Work to be completed
Pull each line containing "positive" from the data.

+++ Extracted data

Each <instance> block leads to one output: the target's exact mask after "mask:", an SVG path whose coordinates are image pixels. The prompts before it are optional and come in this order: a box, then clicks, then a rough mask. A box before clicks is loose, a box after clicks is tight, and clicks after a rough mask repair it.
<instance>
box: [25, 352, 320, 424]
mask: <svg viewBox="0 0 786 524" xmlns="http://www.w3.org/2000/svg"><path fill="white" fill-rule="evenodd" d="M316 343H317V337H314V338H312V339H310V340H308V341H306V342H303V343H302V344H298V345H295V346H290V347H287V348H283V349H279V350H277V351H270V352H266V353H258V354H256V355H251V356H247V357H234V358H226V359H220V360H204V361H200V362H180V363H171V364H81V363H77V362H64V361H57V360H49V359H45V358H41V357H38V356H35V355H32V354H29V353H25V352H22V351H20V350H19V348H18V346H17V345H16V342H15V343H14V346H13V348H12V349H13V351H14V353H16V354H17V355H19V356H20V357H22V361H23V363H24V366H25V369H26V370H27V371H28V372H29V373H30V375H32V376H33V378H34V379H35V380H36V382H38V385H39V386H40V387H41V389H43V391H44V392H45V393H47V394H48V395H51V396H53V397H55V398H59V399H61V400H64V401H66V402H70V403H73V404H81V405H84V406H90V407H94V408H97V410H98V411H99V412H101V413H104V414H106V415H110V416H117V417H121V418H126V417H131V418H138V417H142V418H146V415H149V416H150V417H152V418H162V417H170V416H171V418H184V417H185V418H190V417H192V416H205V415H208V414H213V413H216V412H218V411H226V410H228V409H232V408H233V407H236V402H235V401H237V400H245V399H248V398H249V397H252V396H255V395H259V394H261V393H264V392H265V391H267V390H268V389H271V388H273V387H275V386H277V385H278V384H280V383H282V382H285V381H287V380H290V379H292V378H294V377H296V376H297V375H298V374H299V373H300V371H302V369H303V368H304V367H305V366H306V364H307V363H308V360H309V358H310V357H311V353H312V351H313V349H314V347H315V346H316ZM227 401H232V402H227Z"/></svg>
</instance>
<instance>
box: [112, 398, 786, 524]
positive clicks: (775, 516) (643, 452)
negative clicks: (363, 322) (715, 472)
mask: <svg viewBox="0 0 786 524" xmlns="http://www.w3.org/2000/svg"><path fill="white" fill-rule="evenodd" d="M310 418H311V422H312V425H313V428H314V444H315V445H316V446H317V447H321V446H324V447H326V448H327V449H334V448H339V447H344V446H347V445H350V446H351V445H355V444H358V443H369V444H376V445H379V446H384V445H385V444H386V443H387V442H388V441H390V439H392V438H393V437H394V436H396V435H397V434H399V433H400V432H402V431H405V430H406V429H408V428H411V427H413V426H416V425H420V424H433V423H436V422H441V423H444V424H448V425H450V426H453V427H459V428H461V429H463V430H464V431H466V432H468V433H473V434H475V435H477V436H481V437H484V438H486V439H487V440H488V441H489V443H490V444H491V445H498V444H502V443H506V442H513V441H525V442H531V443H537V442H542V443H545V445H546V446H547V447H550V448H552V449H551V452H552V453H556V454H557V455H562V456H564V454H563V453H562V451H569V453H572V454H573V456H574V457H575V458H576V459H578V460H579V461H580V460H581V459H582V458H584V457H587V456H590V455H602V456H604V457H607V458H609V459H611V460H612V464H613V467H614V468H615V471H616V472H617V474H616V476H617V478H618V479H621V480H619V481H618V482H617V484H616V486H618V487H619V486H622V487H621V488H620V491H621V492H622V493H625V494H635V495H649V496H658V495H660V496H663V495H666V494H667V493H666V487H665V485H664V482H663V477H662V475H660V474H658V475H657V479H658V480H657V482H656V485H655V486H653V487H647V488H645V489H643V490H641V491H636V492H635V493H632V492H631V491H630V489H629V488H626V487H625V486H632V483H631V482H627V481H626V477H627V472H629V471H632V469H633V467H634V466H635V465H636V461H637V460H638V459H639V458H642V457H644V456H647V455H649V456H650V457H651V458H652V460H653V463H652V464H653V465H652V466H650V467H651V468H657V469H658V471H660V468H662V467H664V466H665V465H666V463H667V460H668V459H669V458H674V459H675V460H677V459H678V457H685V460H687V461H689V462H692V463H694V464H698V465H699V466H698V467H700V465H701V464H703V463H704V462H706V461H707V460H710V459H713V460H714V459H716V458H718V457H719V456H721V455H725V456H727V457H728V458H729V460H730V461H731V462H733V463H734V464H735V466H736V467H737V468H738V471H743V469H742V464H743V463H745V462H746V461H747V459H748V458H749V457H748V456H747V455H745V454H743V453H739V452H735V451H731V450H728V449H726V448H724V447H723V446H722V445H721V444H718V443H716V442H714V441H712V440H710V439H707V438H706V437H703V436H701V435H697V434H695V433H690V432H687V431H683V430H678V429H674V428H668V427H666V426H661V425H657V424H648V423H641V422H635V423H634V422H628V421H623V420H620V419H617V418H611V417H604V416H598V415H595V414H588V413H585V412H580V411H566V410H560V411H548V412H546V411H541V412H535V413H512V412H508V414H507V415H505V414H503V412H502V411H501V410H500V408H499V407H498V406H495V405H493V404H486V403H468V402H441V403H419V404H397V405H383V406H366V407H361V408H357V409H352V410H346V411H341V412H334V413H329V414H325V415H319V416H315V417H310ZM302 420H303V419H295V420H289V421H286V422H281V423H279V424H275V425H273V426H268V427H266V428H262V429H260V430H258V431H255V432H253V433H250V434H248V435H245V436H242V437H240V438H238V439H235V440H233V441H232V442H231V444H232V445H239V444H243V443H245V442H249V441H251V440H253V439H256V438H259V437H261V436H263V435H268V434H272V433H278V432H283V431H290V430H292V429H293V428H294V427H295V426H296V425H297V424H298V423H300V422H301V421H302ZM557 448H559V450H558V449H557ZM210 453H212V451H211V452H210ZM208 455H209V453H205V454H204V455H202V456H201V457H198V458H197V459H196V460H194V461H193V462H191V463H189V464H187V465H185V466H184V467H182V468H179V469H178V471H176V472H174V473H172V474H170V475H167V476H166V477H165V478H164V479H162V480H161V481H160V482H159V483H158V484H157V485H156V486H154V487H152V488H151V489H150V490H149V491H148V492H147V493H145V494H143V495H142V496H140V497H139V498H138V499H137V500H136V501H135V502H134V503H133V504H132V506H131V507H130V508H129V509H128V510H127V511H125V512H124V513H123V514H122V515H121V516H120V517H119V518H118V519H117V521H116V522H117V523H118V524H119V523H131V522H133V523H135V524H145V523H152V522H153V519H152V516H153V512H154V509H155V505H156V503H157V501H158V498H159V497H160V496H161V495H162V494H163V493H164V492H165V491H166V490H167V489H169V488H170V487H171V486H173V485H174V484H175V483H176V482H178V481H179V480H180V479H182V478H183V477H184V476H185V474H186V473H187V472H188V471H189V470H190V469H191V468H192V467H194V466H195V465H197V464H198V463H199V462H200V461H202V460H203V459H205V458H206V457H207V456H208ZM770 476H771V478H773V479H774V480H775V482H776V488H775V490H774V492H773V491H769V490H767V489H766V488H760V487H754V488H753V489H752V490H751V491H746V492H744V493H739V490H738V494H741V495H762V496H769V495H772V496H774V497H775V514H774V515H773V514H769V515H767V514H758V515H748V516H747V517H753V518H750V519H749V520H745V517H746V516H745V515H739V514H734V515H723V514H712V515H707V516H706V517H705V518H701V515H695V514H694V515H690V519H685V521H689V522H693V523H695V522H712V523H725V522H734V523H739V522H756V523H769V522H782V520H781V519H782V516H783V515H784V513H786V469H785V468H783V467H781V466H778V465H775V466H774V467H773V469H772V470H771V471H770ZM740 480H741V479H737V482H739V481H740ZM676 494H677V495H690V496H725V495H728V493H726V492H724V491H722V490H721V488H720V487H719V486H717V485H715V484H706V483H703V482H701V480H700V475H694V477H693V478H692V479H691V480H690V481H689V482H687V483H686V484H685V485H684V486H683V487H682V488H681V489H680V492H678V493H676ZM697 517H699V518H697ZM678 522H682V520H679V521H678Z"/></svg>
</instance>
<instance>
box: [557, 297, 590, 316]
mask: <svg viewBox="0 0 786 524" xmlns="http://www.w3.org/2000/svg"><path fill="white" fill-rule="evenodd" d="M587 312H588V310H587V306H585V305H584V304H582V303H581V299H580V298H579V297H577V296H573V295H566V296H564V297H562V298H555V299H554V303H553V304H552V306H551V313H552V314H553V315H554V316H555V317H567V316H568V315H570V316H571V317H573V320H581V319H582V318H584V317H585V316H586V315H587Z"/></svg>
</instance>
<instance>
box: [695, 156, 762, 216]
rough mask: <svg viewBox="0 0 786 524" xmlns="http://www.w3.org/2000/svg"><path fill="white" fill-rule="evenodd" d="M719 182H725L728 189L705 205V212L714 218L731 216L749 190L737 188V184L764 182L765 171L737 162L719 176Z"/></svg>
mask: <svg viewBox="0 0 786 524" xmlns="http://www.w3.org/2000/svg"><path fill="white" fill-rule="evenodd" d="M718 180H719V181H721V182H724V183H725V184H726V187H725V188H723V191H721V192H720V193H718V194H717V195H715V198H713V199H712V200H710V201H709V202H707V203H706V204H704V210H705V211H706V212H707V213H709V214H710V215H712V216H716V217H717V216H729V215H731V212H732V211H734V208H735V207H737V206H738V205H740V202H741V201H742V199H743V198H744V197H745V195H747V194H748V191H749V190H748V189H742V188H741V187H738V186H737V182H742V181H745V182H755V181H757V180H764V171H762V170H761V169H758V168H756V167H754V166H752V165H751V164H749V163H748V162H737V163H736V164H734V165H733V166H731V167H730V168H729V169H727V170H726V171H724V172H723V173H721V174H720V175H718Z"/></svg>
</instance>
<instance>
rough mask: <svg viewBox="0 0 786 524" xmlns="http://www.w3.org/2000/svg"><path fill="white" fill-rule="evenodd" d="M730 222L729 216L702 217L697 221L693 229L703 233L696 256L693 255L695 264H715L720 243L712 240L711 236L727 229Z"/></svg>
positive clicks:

++++++

Response to the task
positive clicks: (775, 516) (643, 452)
positive clicks:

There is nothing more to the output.